**Page text**
━━━━
If you have a real need to know about possible heredity medical issues, ask through an intermediary. Respect her wishes.
I know a woman, in her late 50s at the time, who was adopted (both adoptive parents still alive), but did have some odd medical conditions that her children shared and wanted to know more. But her birth mother had not wanted to be contacted.
But for the sake of these possible medical conditions, she did manage track down her birth mom; actually, she managed to find a cousin of the birth mother, who was willing to confirm her name and place of residence. Now, she could have stopped there and just sent the cousin on to gather the info; apparently he was willing.
But she couldn't. She suddenly felt like she had to "connect" with her birth mother, despite the mother's wishes. When she did contact her, it was a stone bummer. Birth Mom had been an unmarried mom in the '30s; a CATHOLIC unmarried mom in the '30s, and had had an affair with an older married man that produced my friend. She had buried that entire part of her life, made it a secret, moved on. She did _not_ want the past -- my friend -- coming back to upset her life.
Since you are 40 years old, your adopted mom also came from a time and place -- the early 60s -- when an out-of-wedlock birth was still a thing of shame, to be covered up if at all possible and never talked about again. The odds are good that you showing up would throw a bomb into her life. The fact that you've driven by her house and are considering sending a card, even if anonymous, makes me think that you really would like to connect. I repeat: don't. You have a life; live it. And let her live hers. She may not have wanted to leave you behind; but she needed to. And she still needs to.
━━━━
**Tasks to carry out**
1. According to the advice text, who confirmed the birth mother's name and place of residence?
2. Copy the stretch of the advice text from "I know a woman, in" through "to be contacted.".
━━━━
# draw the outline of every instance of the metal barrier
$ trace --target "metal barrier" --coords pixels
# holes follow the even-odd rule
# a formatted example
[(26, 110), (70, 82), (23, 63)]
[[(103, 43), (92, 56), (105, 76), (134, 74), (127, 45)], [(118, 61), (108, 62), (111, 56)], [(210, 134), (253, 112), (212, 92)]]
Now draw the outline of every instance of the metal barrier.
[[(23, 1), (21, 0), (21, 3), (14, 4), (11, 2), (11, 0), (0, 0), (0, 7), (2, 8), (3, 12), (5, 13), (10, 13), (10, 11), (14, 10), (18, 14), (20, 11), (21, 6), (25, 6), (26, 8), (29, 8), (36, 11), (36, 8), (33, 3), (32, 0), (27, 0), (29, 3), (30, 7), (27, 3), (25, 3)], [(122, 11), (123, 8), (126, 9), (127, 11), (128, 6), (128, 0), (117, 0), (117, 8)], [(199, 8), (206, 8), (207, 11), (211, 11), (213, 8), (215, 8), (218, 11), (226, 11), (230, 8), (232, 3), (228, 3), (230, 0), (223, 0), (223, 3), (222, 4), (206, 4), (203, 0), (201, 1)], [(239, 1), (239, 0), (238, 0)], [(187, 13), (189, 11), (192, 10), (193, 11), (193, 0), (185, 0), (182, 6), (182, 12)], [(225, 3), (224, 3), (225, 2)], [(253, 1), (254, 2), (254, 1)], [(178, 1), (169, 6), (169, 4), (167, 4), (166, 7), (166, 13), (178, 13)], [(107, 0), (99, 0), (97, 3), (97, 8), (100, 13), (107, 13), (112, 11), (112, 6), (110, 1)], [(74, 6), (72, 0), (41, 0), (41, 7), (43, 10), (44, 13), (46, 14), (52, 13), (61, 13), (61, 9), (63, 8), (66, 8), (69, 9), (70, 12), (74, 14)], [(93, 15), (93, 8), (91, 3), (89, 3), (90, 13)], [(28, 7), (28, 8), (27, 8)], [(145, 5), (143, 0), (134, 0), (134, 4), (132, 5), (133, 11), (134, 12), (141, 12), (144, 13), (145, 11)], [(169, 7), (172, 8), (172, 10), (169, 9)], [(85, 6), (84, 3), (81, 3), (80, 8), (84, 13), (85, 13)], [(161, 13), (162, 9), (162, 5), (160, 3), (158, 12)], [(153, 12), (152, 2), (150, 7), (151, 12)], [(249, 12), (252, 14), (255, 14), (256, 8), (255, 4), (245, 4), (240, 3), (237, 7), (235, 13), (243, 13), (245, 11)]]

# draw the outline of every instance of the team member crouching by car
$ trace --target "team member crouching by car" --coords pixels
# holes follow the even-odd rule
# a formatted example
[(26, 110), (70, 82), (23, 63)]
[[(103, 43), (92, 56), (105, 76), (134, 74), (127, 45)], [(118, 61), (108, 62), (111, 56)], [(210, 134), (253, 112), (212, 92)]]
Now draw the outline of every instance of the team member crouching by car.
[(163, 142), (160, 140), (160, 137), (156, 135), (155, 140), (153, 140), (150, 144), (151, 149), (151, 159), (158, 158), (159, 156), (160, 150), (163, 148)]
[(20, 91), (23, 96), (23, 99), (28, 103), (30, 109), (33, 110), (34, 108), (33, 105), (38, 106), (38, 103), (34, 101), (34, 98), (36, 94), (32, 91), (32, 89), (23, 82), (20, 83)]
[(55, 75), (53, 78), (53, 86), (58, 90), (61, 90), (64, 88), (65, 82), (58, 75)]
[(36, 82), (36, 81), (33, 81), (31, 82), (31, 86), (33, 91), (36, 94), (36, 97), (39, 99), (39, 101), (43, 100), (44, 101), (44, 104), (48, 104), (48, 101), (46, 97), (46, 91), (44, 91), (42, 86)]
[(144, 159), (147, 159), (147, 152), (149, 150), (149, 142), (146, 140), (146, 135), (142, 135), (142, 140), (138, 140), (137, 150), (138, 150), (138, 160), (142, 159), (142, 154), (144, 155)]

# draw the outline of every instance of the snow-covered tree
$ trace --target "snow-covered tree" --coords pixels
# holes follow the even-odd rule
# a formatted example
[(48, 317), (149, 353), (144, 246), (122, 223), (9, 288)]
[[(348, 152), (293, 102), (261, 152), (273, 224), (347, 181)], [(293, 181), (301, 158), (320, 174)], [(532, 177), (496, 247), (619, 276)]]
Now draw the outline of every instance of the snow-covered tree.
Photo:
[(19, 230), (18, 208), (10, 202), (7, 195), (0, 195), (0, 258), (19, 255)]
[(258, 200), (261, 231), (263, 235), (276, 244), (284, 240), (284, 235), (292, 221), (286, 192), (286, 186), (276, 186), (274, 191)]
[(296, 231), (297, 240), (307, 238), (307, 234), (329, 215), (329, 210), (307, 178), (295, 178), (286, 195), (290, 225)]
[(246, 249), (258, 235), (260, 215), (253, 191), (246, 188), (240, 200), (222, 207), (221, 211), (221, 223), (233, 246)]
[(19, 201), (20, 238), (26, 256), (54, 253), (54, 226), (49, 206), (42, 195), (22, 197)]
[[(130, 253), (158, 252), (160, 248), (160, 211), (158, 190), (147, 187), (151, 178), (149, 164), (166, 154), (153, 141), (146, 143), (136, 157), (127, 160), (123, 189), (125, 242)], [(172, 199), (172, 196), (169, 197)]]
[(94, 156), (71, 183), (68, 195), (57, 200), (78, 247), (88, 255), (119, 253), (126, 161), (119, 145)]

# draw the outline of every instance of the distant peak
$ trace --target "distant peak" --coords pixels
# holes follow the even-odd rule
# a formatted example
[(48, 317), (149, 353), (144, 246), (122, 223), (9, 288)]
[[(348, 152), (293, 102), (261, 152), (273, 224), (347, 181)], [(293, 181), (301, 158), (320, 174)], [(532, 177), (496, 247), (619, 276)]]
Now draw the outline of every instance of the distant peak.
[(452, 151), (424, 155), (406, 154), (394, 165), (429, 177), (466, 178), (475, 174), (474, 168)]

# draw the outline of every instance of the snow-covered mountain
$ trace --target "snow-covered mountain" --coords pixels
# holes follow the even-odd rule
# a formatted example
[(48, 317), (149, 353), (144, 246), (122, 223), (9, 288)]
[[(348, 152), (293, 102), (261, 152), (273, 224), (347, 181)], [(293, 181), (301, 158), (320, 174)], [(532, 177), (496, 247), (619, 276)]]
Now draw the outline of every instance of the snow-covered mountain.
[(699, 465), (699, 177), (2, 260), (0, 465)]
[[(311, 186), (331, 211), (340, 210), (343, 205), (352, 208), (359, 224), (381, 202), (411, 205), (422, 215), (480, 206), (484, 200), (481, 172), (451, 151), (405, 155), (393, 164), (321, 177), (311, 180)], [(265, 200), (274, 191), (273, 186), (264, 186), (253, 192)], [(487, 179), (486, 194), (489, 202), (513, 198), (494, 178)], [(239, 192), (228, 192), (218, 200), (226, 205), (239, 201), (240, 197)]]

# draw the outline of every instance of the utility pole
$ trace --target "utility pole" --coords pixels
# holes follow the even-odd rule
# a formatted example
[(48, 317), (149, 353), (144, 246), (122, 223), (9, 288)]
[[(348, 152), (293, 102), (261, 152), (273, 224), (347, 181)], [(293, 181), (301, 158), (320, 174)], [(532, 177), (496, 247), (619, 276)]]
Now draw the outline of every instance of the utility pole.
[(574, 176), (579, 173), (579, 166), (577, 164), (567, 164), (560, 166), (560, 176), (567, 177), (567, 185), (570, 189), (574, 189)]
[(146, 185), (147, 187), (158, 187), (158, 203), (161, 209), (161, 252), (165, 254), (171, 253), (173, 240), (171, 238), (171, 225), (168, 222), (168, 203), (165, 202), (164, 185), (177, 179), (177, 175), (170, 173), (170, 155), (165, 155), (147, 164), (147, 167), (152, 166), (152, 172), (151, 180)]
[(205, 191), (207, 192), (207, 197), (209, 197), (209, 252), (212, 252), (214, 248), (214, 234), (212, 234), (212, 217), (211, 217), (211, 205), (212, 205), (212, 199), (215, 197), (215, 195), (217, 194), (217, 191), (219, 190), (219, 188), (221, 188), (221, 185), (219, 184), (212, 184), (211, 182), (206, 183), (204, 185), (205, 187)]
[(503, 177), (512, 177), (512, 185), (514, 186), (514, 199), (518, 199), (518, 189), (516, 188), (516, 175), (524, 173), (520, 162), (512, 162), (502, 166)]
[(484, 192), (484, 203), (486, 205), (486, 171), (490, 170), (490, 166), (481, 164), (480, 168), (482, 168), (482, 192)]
━━━━
**Solved tasks**
1. A cousin of the birth mother.

2.
I know a woman, in her late 50s at the time, who was adopted (both adoptive parents still alive), but did have some odd medical conditions that her children shared and wanted to know more. But her birth mother had not wanted to be contacted.